Required task 1 →
Answer these questions about the excerpt on biopolitics after 9/11:
(a) From which space to which space does the study move?
(b) Which graphic novel has a textual layout that resembles a newspaper?
(c) What was the end result of the state co-opting the private space of the home?

Excerpted passage →
##############################
This study follows two basic trajectories in its organization: first, it traces the evolution of biopolitics in the years following 9/11, from the attacks on the World Trade Center to the inauguration of the Department of Homeland Security to the aftermath of Hurricane Katrina and finally to the contemporary American metropolis, where institutional narratives embed themselves in our everyday lives. Paying particular attention to the ways in which state-endorsed narratives infiltrate private and public life, I have also organized these chapters around the spaces in which these political maneuvers occur. I move from the space of the home (which was once private but is now linked to public citizenship) to the space of the city (which was once public but is now linked to private citizenship and a culture of privatization). These divergent vectors reveal the tendency for biopolitics to dissolve spatial boundaries in the interest of creating uniform “paths to citizenship,” in which Americans may practice and perform identities that are consistent with the state’s goals. In the final chapter, I turn my attention to formal strategies that invite readers to experience trauma through their interaction with the space of the text.


Chapter one addresses novels published after 2001 that confront 9/11 and its aftermath through the lens of political satire. I argue that state-endorsed narratives circulating around 9/11 systematically deprived survivors of their memory of the event, preventing them from accessing the politically-vital experience of “trauma time.” Positioning oneself outside of these national narratives was difficult in the months and years following 9/11, and these texts provide important counter-narratives that contest the political rhetoric generated by the state. I argue, more importantly, that their use of satire as a spatial tactic allows readers to generate critical distance from the discourses of the state.
Spiegelman’s In the Shadow of No Towers, a graphic novel whose textual layout resembles that of a newspaper, presents an autobiographical account of the author’s experience on 9/11 and during the months following the attacks. Using writing as a means of confronting trauma, Spiegelman is most concerned with the individual’s private experience of trauma and how that experience intersects with public, national demonstrations of trauma; here, the individual is positioned within much larger institutional networks that all too often work to dilute the traumatic experience of its political dimensions. Jess Walter’s The Zero similarly introduces a protagonist whose traumatic experience is as much a result of the political maneuverings of the U.S. government as of the attacks themselves, and, like Walter’s novel, Ken Kalfus’ A Disorder Peculiar to the Country uses satire as a spatial tactic to distance readers from state-endorsed narratives. In each text, I address the dissonance between individuals legitimately traumatized by the
attacks and an institutional presence that reinforces itself by co-opting and reproducing national narratives of trauma.
In chapter two, I address the institutional response to 9/11: the inauguration of the Department of Homeland Security and concomitant emergence of the homeland security state. The well-documented debates on national security that followed 9/11 and that persist even today are often rhetorically figured around domestic imaginaries that use the home as a symbol for security, stability, and political innocence. Situating the nation as a home, specifically a home under attack by a hostile foreign enemy, the state co-opted the traditionally private space of the home for the public project of generating political consensus. The end result of this process, of course, was the widespread endorsement of the Iraq invasion in 2003. I am interested in how psychological and political attachments to domestic space around the issue of national security made possible the rapid expansion of biopower in the years following 9/11. Using Philip Roth’s American Pastoral, I discuss how the seemingly-apolitical investment in domesticity invites the production of dangerous narratives that ultimately disengage Americans from political discourse. I extend this argument to Michael Haneke’s film, Funny Games, claiming that domestic space, however innocuous it may appear to be, is inherently political and inherently violent; situating the nation as a home legitimates egregious acts of political violence both at home and abroad.
##############################
Required task 2 →
In the records, swap "stone rubble" for "broken rock" in the lines starting at the one containing "If you could pin the stone" and ending after the one containing "column 239, row 312". Give back only those lines, with everything else unchanged.

Dataset entries
##############################
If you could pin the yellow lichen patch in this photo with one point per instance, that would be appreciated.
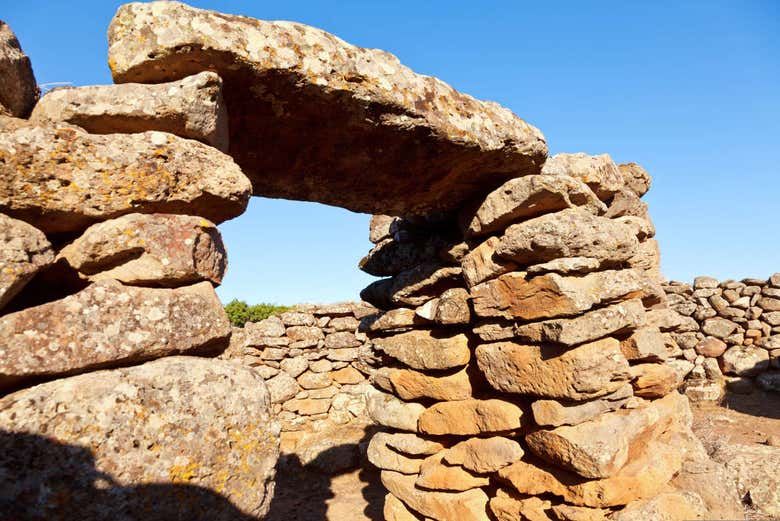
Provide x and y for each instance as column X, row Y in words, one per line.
column 182, row 473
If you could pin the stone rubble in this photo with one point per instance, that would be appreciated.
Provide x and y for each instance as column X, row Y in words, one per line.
column 729, row 331
column 520, row 359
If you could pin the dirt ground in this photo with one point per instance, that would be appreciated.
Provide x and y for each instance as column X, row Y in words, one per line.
column 358, row 496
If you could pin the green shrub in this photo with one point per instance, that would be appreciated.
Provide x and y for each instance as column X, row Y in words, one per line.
column 239, row 312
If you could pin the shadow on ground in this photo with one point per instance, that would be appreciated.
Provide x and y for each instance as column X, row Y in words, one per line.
column 338, row 485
##############################
Written answer 1 →
(a) From the space of the home to the space of the city.
(b) Spiegelman's In the Shadow of No Towers.
(c) The widespread endorsement of the Iraq invasion in 2003.

Written answer 2 →
If you could pin the broken rock in this photo with one point per instance, that would be appreciated.
Provide x and y for each instance as column X, row Y in words, one per line.
column 729, row 331
column 520, row 359
If you could pin the dirt ground in this photo with one point per instance, that would be appreciated.
Provide x and y for each instance as column X, row Y in words, one per line.
column 358, row 496
If you could pin the green shrub in this photo with one point per instance, that would be appreciated.
Provide x and y for each instance as column X, row Y in words, one per line.
column 239, row 312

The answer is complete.